◆ TASK REQUIREMENTS ◆
Count the lines of the data below that contain the word "railing", and reply with that number alone.

◆ SUPPLIED DATA ◆
** start **

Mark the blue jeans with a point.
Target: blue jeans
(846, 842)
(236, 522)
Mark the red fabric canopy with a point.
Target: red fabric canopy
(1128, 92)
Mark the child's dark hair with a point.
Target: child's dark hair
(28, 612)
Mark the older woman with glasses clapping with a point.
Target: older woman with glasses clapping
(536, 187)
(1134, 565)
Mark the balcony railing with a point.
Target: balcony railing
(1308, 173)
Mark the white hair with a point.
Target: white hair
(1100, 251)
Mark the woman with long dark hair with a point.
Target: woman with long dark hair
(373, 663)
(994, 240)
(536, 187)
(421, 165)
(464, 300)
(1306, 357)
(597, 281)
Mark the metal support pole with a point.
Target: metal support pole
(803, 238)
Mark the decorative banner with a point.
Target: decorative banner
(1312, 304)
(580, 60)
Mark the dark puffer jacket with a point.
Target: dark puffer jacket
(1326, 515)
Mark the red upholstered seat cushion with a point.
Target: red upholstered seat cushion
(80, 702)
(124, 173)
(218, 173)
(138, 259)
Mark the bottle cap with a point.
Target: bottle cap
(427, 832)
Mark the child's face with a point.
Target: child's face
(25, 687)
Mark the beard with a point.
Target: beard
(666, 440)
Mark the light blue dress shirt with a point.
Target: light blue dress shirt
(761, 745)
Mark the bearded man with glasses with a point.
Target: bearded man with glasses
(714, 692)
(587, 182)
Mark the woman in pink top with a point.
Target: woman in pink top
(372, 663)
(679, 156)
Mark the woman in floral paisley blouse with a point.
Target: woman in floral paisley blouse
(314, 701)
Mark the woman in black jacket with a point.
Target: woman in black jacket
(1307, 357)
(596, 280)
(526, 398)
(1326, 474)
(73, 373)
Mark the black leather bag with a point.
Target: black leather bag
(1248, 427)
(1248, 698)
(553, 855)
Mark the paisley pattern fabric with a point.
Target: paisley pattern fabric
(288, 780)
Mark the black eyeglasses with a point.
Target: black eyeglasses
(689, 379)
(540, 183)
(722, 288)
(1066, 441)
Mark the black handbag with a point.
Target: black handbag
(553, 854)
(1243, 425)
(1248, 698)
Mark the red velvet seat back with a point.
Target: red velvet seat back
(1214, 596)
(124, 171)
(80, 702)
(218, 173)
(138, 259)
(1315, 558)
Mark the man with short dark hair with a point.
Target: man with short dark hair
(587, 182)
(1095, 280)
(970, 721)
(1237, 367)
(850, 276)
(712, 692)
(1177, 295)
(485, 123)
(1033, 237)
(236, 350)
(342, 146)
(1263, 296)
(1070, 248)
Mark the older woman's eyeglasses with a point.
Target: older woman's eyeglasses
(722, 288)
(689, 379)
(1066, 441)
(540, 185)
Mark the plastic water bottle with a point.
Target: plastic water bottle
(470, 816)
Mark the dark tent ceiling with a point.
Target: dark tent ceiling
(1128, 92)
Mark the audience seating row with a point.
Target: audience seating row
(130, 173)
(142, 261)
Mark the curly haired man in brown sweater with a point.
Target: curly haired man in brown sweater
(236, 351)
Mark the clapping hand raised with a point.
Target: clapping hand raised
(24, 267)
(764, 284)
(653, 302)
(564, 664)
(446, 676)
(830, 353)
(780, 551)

** end **
** start **

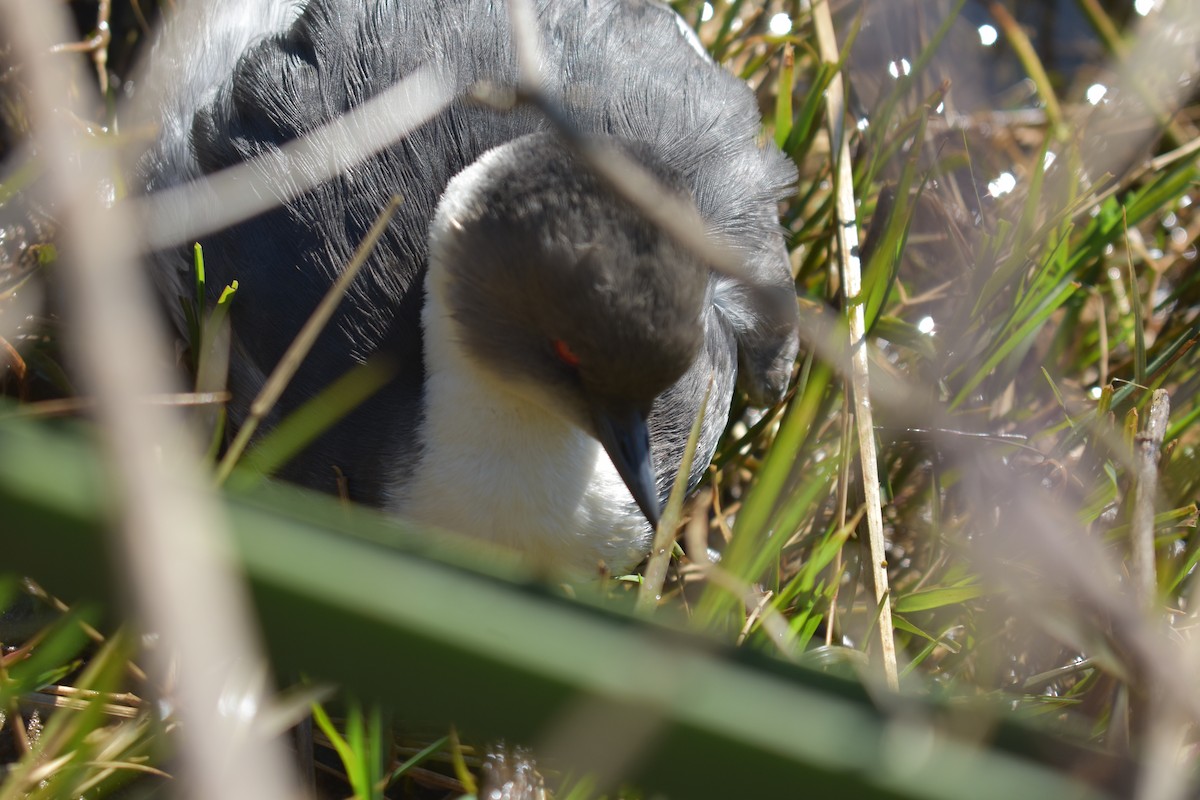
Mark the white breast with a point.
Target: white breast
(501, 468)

** end **
** start **

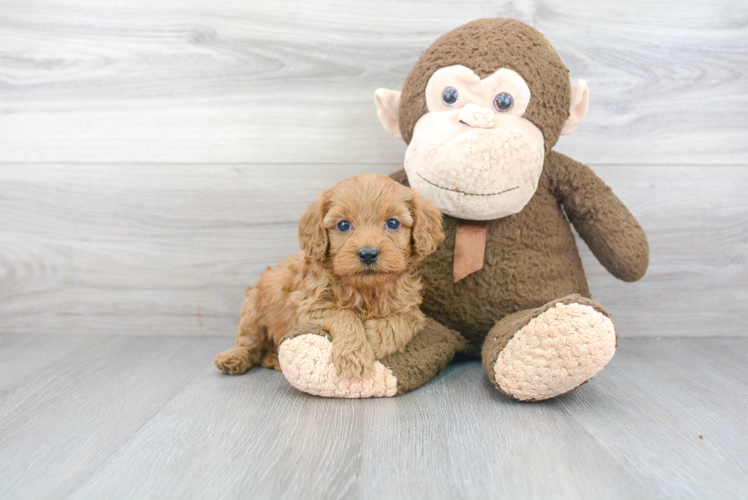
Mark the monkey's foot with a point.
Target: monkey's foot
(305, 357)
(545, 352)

** end **

◆ EXERCISE ANSWER ◆
2